[Excerpts of pointing data]

"""

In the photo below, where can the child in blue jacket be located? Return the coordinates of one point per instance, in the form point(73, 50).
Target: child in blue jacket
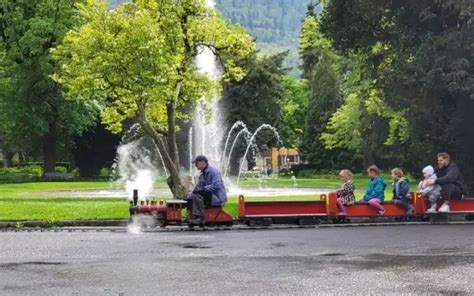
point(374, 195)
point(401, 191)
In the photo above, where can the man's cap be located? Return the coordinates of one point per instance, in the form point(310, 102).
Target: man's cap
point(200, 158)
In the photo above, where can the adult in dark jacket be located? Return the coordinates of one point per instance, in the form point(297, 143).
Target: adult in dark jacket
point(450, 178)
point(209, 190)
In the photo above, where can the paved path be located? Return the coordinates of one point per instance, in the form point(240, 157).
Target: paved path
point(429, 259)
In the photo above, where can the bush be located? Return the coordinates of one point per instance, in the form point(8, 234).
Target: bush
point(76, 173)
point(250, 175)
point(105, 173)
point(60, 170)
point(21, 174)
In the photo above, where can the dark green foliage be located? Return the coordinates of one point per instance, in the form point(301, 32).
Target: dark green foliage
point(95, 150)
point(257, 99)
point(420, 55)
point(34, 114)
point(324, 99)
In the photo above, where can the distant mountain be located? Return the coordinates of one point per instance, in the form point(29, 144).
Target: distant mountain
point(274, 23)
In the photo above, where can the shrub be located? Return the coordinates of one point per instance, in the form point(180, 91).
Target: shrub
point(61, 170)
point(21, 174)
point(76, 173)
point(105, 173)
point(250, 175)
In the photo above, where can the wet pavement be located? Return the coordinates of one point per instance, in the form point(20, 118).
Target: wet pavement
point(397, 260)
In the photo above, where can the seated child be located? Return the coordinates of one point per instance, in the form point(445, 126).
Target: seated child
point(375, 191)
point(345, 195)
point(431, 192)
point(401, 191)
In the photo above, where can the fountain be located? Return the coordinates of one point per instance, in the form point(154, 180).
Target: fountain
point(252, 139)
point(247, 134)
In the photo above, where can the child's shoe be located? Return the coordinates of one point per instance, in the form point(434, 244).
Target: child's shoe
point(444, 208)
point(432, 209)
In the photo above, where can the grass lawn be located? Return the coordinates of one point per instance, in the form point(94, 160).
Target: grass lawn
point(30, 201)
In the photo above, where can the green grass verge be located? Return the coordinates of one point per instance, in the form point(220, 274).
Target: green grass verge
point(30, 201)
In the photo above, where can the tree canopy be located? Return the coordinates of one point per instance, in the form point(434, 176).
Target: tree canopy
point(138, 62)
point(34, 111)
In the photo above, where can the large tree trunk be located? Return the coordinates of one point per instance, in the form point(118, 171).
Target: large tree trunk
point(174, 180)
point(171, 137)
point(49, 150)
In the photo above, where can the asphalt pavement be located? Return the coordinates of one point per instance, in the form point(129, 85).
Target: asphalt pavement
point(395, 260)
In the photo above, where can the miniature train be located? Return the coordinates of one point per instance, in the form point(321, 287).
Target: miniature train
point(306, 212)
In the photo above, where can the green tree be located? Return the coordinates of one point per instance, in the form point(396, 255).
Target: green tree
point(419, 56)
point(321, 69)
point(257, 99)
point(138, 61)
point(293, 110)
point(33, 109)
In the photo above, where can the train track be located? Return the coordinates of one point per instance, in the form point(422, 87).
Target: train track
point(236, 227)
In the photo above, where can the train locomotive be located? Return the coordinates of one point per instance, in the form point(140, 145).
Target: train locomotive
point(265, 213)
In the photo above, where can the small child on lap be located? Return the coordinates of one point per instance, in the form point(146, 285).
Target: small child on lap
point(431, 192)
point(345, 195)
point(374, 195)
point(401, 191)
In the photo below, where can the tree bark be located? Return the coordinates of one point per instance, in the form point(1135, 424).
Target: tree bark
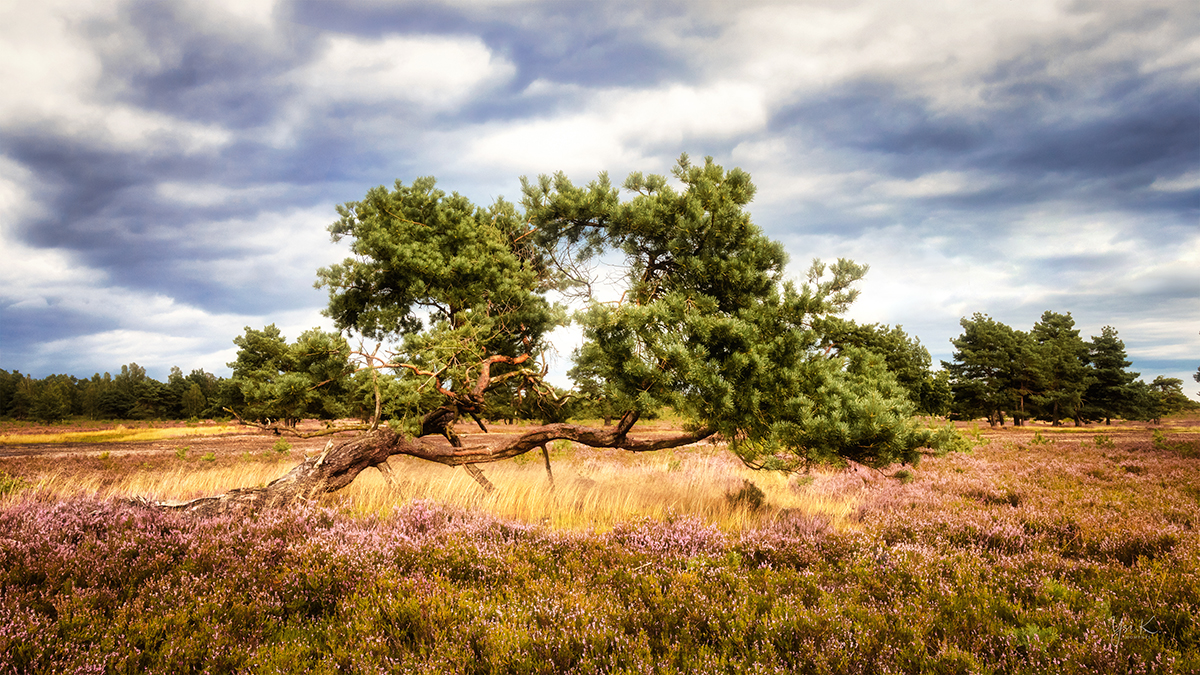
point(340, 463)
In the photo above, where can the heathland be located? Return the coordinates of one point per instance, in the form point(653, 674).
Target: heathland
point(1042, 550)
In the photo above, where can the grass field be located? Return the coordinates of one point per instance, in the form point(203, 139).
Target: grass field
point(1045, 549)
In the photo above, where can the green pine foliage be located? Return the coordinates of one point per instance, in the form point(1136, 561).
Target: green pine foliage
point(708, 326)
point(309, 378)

"""

WORK TO DO -> Rewrite all of the items above, substituting "image" for every occurrence of "photo" and leaving everything else unchanged. Omit the pictures from your answer.

RESPONSE ->
In the image below, where can the child in blue jacket be located? Return the coordinates of one point per instance, in the form point(73, 50).
Target: child in blue jacket
point(374, 195)
point(401, 191)
In the image above, where can the man's cap be located? Return the coordinates of one point per instance, in the form point(310, 102).
Target: man's cap
point(200, 158)
In the image above, where can the adult in dark jacket be located? Return the coordinates of one point per instance, in the form point(297, 143).
Target: adult in dark jacket
point(450, 178)
point(209, 190)
In the image above, where can the paved path be located? Return the coordinates of one point per instance, in the form point(240, 157).
Target: paved path
point(429, 259)
In the image above, where can the bush be located? Return the coordinates of one point per instance, in the form point(8, 234).
Target: bush
point(76, 173)
point(250, 175)
point(105, 173)
point(60, 170)
point(21, 174)
In the image above, where can the dark green foliage be located? Return the coordinates of one point per instance, in the form point(301, 32).
Target: dark green foliage
point(95, 150)
point(257, 99)
point(420, 55)
point(34, 114)
point(324, 99)
In the image above, where can the distant mountain be located? Return the coordinates of one point per instance, in the form point(29, 144).
Target: distant mountain
point(274, 23)
In the image above, where can the shrub be located? Return the coordinates of one point per instance, in the form point(180, 91).
Target: shrub
point(61, 170)
point(21, 174)
point(76, 173)
point(105, 173)
point(250, 175)
In the image above, where can the wet pavement be located? Return the coordinates of one point per instance, in the form point(20, 118).
Target: wet pavement
point(397, 260)
In the image above, where can the seated child be located? Return the coordinates of one point per instance, in the form point(445, 126).
Target: seated child
point(375, 191)
point(345, 195)
point(431, 192)
point(401, 191)
In the image above, where can the fountain be located? Return the coordinates of one point per instance, in the form point(154, 180).
Target: fountain
point(252, 139)
point(247, 134)
In the image above, where can the child's shoe be located? Return the coordinates of one point per instance, in the form point(434, 244).
Target: child's shoe
point(444, 208)
point(432, 209)
In the image above, where can the grass lawn be located? Return the coordinates of one point per instance, in the form point(94, 160).
Target: grass lawn
point(30, 201)
In the image above, where can the green grass verge be located? Return the coordinates of one point per instance, in the form point(220, 274).
Target: green grass verge
point(30, 201)
In the image above, where can the tree canopy be located? Return the coordinates of one point per instance, in the form point(434, 176).
Target: tree canopy
point(138, 62)
point(34, 111)
In the image above, where can the large tree trunk be located? Return the coordinates of one point per instance, in the form point(118, 171).
Target: large tree trunk
point(174, 180)
point(171, 137)
point(49, 150)
In the image above, where can the asphalt pavement be located? Return the coordinates of one point per instance, in the form point(129, 85).
Target: asphalt pavement
point(395, 260)
In the image above, where can the miniature train be located? Return the coordinates of one point per instance, in the form point(321, 287).
Target: miniature train
point(306, 212)
In the image above, where can the green tree be located? Return the coordinates of one point per instance, in the form point(396, 255).
Target: green tree
point(419, 56)
point(321, 69)
point(257, 99)
point(138, 61)
point(293, 110)
point(33, 109)
In the image above, where can the train track be located? Return the coordinates of one point per instance, in the form point(422, 87).
Target: train track
point(236, 227)
In the image above, where can the train locomotive be located? Return the coordinates of one point per instance, in the form point(140, 145).
Target: train locomotive
point(265, 213)
In the image above, where can the small child on lap be located? Return the coordinates of one point per instance, in the form point(146, 285).
Target: small child on lap
point(431, 192)
point(345, 195)
point(374, 195)
point(401, 191)
In the image below, where can the tree bark be located? Return the coordinates of one point per instance, in the form point(1135, 424).
Target: tree bark
point(340, 463)
In the image above, where can the heathland be located? Return the coordinates of one point per instance, in the form point(653, 674).
Target: heathland
point(1042, 550)
In the image above, where can the grass field be located? Return the coordinates of one point per instance, in the form point(203, 139).
Target: grass field
point(1045, 549)
In the image above, where can the green pine foliage be located? Return the coordinates of one point per instance, in the form point(1136, 561).
Target: green pine foliage
point(708, 326)
point(309, 378)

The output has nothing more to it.